GIVEN REQUEST: Extract the data exactly, missing nothing.

Location labeling records:
******
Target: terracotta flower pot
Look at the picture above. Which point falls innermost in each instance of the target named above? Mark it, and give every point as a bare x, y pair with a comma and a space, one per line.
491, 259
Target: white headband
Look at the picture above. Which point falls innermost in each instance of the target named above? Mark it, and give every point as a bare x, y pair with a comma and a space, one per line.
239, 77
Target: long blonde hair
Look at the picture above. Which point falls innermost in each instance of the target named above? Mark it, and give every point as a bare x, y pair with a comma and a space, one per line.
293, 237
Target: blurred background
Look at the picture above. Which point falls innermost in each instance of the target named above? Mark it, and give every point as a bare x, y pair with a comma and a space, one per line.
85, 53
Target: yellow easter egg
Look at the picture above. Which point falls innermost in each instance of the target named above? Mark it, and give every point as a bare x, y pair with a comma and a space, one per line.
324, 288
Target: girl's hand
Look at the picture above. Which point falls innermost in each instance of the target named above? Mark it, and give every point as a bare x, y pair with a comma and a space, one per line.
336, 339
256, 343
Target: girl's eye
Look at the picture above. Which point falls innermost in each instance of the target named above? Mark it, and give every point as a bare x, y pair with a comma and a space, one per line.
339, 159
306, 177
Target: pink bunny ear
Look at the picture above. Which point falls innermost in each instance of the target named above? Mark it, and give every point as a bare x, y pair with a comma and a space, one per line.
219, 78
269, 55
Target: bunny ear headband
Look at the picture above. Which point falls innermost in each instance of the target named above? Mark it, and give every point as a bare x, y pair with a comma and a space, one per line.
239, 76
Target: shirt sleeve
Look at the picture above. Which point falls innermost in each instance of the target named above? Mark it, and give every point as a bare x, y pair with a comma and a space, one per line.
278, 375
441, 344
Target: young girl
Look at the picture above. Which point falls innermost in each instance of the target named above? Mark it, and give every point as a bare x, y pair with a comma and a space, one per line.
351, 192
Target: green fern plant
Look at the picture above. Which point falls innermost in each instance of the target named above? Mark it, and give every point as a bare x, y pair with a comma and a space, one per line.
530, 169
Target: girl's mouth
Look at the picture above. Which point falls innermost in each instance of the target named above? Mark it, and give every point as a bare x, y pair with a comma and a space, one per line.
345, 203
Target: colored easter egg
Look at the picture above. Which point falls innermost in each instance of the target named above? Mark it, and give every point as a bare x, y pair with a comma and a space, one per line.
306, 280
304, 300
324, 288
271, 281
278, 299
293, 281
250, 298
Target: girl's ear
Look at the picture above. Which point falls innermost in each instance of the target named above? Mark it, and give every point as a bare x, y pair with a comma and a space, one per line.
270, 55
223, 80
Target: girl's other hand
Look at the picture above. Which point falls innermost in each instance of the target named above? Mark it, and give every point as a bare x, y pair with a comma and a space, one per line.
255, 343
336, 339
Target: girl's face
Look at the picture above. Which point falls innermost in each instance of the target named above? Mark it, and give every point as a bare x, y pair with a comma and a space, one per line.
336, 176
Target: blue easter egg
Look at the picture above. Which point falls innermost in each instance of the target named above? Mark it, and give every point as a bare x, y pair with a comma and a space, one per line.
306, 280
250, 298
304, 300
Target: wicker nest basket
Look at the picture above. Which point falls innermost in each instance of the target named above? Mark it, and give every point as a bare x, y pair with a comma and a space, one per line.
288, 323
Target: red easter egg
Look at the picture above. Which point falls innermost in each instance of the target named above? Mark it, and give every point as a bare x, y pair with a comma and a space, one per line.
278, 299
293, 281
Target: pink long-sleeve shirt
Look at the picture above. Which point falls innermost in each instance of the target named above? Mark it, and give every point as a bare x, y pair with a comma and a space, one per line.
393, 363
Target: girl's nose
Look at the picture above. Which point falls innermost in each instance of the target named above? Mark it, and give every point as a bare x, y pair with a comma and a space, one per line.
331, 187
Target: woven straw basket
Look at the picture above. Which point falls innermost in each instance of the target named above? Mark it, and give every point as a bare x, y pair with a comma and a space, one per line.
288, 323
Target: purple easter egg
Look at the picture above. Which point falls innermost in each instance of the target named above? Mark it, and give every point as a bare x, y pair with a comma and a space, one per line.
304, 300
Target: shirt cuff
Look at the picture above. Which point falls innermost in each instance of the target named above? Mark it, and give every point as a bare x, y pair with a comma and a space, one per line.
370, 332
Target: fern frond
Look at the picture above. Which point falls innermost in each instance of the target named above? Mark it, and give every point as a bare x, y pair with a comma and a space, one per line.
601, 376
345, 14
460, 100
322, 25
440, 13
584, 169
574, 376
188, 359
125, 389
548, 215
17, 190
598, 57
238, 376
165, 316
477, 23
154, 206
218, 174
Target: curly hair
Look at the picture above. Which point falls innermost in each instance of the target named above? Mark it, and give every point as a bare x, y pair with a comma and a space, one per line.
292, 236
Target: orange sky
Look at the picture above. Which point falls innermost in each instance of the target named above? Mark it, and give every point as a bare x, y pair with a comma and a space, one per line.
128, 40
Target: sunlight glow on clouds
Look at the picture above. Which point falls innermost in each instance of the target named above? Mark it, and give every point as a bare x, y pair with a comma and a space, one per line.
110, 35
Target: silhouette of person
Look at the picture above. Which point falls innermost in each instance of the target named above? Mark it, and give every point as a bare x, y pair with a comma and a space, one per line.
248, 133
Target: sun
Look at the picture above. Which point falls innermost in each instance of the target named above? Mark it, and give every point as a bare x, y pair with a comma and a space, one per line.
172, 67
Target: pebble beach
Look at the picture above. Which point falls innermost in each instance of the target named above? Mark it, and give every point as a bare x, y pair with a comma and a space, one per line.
******
WORKED ANSWER:
Target: terracotta flower pot
Look at the picture above. Which point falls innermost in each instance of the target named above? Mark it, and give every point as a bare x, y pair with a comma and a space, one per line.
491, 259
Target: white headband
Look at the picture above. Which point falls innermost in each instance of the target named above? Mark it, and give every point as a bare x, y pair with a comma and a space, one per line.
239, 77
Target: long blonde hair
Look at the picture above. Which point falls innermost in each instance of the target named above? Mark it, and give every point as a bare x, y pair with a comma and a space, one per line.
293, 237
Target: blurred background
Look at the picture above. Which point falls innermost in each instance of the target named above? Mark it, and give every point as a bare x, y pair with a comma and a space, one per line.
85, 53
Target: yellow easter egg
Look at the picture above. Which point falls innermost in each instance of the target named above? Mark it, and give every point as a bare x, y pair with a comma and a space, one per line.
324, 288
Target: girl's hand
Look at the picture above. Which point falls innermost in each instance of the target named above? Mark it, and give every point as a bare x, y pair with a comma and a space, one per line.
336, 339
256, 343
Target: girl's eye
Look at the picture above. Which point falls innermost in each instance of the target named above? Mark it, and give every point as a bare x, y pair with a comma and a space, one per line.
339, 159
306, 177
Target: pink bunny ear
Look at the picture above. Which point falls innermost in each instance of the target named above? Mark it, and give every point as a bare x, y pair with a comma and a space, one per line.
219, 78
269, 55
Target: bunny ear headband
Look at the picture above. Which point falls innermost in each instance of the target named above? Mark it, and give every point as a bare x, y pair with a comma and a space, one per line.
239, 76
Target: shirt sleeve
Look at the picture above. Which point falls innermost in each instance of the target named above? Mark it, and give every point as a bare x, y pair with a comma and a space, one per line.
278, 375
441, 344
Target: young girl
Look at the picture above. Which point falls innermost in each instance of the target named above? Mark it, and give every point as a bare x, y pair with a comma and a space, one per line.
351, 192
Target: green fern plant
Look at the picture above. Which point falls innermost in each instance of the target named above? Mark it, and give every point as a bare x, y pair with a comma and a space, one per line.
530, 169
Target: girl's mouth
Look at the picture above. Which point falls innermost in each instance of the target named above? Mark it, and give every point as a bare x, y pair with a comma and a space, one per line.
345, 203
Target: colored easter egg
Look at the picture above. Which point falls innermost in each instance of the target named above? Mark it, and give every point as a bare x, y pair with a comma and a space, one per line.
306, 280
304, 300
324, 288
271, 281
278, 299
293, 281
250, 298
Target: girl's ear
Look at the picture above. Which point falls innermost in each instance of the target named above? Mark it, and give every point as a bare x, y pair with a comma and a space, one per line.
270, 55
223, 80
Target: girl's other hand
Look at the picture above. Which point falls innermost in each instance of the target named above? Mark it, and give every point as a bare x, y pair with a comma and a space, one per line.
255, 343
336, 339
Target: girl's face
Look at the picture above. Which point falls innermost in each instance of the target named above? Mark it, and give every point as a bare x, y pair with a comma and a space, one per line.
336, 176
Target: blue easter egg
Look at the picture above. Which point falls innermost in each instance of the target named above? Mark it, and give every point as a bare x, y pair with a comma and a space, one per line.
306, 280
250, 298
304, 300
Target: wicker nest basket
Look at the picture above. Which point falls innermost in each instance of the target named above? Mark it, and give every point as a bare x, y pair with a comma and a space, one per line.
288, 323
Target: red easter egg
Look at the picture above. Which point falls innermost in each instance of the target named above? Mark it, and give every point as a bare x, y pair with a comma and a space, one per line.
278, 299
293, 281
Target: pink long-sleeve shirt
Look at the picture above. Which point falls innermost in each instance of the target named above? Mark it, and give every point as a bare x, y pair with a comma and a space, one per line.
393, 363
Target: girl's nose
Look at the picture above. Which point falls innermost in each instance of the target named above? Mark it, and give every point as a bare x, y pair with a comma and a space, one per line.
331, 187
Target: woven straw basket
Look at the picture above. Which point falls innermost in each instance of the target named above? Mark it, and give every point as a bare x, y pair with a comma and a space, one per line.
288, 323
Target: purple easter egg
Look at the picture above. Which point falls innermost in each instance of the target named above? Mark it, and give every point as a bare x, y pair with a comma and a space, one per line.
304, 300
Target: shirt cuff
Look at the picture above. Which point falls innermost in each instance of the target named above? Mark it, and give every point as a bare x, y pair with a comma and a space, one per line.
370, 332
Target: fern frond
Look at the picture above. Which point falls innermost in each instance of the target named above? Mark it, and give every point as a bare x, y pair with a comma and a space, one per line.
601, 376
345, 14
460, 100
322, 25
440, 13
584, 169
574, 376
188, 359
125, 389
548, 215
17, 190
598, 57
238, 376
165, 316
477, 23
154, 206
218, 174
Target: curly hair
Look at the picture above. Which point falls innermost in each instance of the target named above? Mark it, and give every point as a bare x, y pair with a comma and a space, one per line.
292, 236
Target: orange sky
Look at the picture above. Which point falls innermost in each instance of the target named above? Mark it, and give every point as a bare x, y pair with a comma and a space, one per line.
128, 40
Target: sunlight glow on clouds
Look at the picture above. Which point falls innermost in each instance of the target named above? Mark it, and give every point as a bare x, y pair with a comma and a space, one per line.
110, 35
Target: silhouette of person
Look at the picture above. Which point falls innermost in each instance of the target named above? Mark it, and give every point as a bare x, y pair with a comma and a space, one per line.
248, 133
Target: sun
Look at the picture above. Which point falls innermost in each instance of the target named above? Mark it, and give every point as a bare x, y pair with a comma and a space, one per line.
172, 67
Target: pebble beach
Look at the picture above. Which point falls innermost in each instance of the target named above? Mark it, and give every point as a bare x, y pair with a comma and a space, one per line.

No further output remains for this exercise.